Collected data
----------------------------------------
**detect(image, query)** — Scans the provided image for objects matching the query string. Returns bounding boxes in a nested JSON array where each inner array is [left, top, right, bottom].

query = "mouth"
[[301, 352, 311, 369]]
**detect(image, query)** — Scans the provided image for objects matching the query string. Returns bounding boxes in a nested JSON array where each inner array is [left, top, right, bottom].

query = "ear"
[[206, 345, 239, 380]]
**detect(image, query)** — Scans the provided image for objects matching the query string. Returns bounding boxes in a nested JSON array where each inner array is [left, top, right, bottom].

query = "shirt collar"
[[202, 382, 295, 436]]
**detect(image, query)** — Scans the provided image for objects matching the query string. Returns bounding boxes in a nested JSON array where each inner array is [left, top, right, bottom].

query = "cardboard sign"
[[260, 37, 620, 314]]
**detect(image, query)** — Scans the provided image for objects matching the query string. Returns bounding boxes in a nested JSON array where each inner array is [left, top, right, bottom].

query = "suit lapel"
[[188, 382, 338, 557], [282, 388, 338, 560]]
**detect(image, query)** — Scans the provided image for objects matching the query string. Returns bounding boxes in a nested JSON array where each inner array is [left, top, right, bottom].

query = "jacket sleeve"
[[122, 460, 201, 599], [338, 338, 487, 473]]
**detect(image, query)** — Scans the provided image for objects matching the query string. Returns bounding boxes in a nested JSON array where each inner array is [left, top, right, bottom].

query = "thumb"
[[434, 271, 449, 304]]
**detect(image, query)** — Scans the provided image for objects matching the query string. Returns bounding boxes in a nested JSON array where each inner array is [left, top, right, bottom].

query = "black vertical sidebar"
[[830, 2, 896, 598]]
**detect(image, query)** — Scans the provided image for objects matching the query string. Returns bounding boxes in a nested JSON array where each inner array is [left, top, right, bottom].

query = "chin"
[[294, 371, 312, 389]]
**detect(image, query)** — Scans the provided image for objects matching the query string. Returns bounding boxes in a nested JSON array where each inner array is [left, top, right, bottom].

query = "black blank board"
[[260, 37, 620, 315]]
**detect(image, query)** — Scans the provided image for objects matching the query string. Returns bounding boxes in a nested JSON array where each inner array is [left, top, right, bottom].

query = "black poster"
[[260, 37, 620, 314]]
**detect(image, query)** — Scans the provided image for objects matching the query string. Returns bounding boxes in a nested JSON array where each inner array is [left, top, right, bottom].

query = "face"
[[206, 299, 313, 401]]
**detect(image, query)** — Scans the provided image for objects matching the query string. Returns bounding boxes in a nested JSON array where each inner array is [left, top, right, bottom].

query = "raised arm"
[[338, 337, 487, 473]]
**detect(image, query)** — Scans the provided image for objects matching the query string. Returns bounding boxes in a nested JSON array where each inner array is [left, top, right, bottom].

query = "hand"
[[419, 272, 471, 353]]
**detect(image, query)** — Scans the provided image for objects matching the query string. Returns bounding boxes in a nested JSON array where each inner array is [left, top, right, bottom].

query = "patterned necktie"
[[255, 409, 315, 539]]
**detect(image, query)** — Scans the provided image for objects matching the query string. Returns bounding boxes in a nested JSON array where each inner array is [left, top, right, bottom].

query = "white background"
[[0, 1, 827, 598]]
----------------------------------------
The records above are to be returned exactly as they appear.

**detect(image, query)** — Scans the provided image for objects matching the query string. Returns bounding boxes in a nested JSON array where each inner array is [left, top, right, bottom].

query = "mouth"
[[301, 352, 311, 369]]
**detect(image, query)** — Scans the provided image for objects matching the query string. Returns bounding boxes in a nested JSON array where each inner array is [left, top, right, bottom].

query = "ear"
[[206, 345, 239, 380]]
**detect(image, query)** — Scans the provided image for objects matching the query string. Returns bounding boxes in a nested JSON array where each inner array is [left, top, right, bottom].

query = "shirt collar"
[[202, 382, 295, 436]]
**detect(image, query)** — Scans the provided image for objects matching the query string. Returns bounding boxes in a nested JSON array where each inner array is [left, top, right, bottom].

query = "cardboard sign"
[[260, 37, 620, 314]]
**detect(image, query)** — Scans the provided image for objects matching the query string. Returns bounding boxes in a nested JSON array where each inner array is [left, top, right, bottom].

query = "suit lapel"
[[188, 382, 338, 557], [282, 388, 338, 560]]
**detect(image, query)** — Scans the provided image for objects matching the query string. Returns bounding boxes in a nested JSON array where each inner array is [left, top, right, bottom].

query = "jacket sleeve"
[[122, 460, 201, 599], [338, 338, 487, 473]]
**detect(image, query)** — Scans the provided image for objects matching the query string. Returns bounding boxes in a nested JSON array where each inner array is [left, top, right, bottom].

query = "thumb"
[[434, 271, 449, 304]]
**detect(image, query)** — Scans the provided image for objects matching the query string. Returns bounding boxes in a nested JSON array where each inner array is [left, top, right, bottom].

query = "black vertical sidebar"
[[830, 2, 896, 598]]
**detect(image, query)** — Scans the provided image for objects matching the query string. Returns bounding boxes in a nested JSON array where each inner array is [left, top, right, bottom].

query = "chin"
[[294, 371, 312, 389]]
**detect(image, query)** — Scans the provided image for objects matching the query string. Returns bounding boxes in a nested JSON array where each inner array is [left, top, right, bottom].

query = "black blank board"
[[260, 37, 620, 315]]
**detect(image, query)** — Scans the provided image for objects matching the query string. Returns bounding boxes in a nested JSON array where each inner array is [left, top, right, bottom].

query = "black poster"
[[260, 37, 620, 314]]
**detect(image, query)** — Scans the provided image for objects matching the query string. Returns bounding boxes in a nested JSON array where each inner array is [left, top, right, bottom].

query = "face"
[[206, 299, 313, 401]]
**detect(image, query)** — Scans the provided image for objects matching the query string. Returns bounding boxes in a nested JSON array where each inner array is [left, top, right, bottom].

query = "raised arm"
[[338, 337, 487, 473]]
**detect(image, query)** — Scans the provided image for objects matching the query string. Returns bounding boxes in a nested JSON array where each inner array is [left, top, right, bottom].

query = "hand"
[[419, 272, 471, 353]]
**detect(image, query)** — Scans the provided image for objects matching the query string. Returns bounding boxes in a nested JSON array where each inner array is [left, top, right, bottom].

query = "patterned necktie"
[[255, 409, 315, 539]]
**detect(image, query)** — Scans the provided image for objects matching the query string. Returns bounding boxes in a nested JSON array where each inner array is [left, top, right, bottom].

query = "white background"
[[0, 1, 827, 598]]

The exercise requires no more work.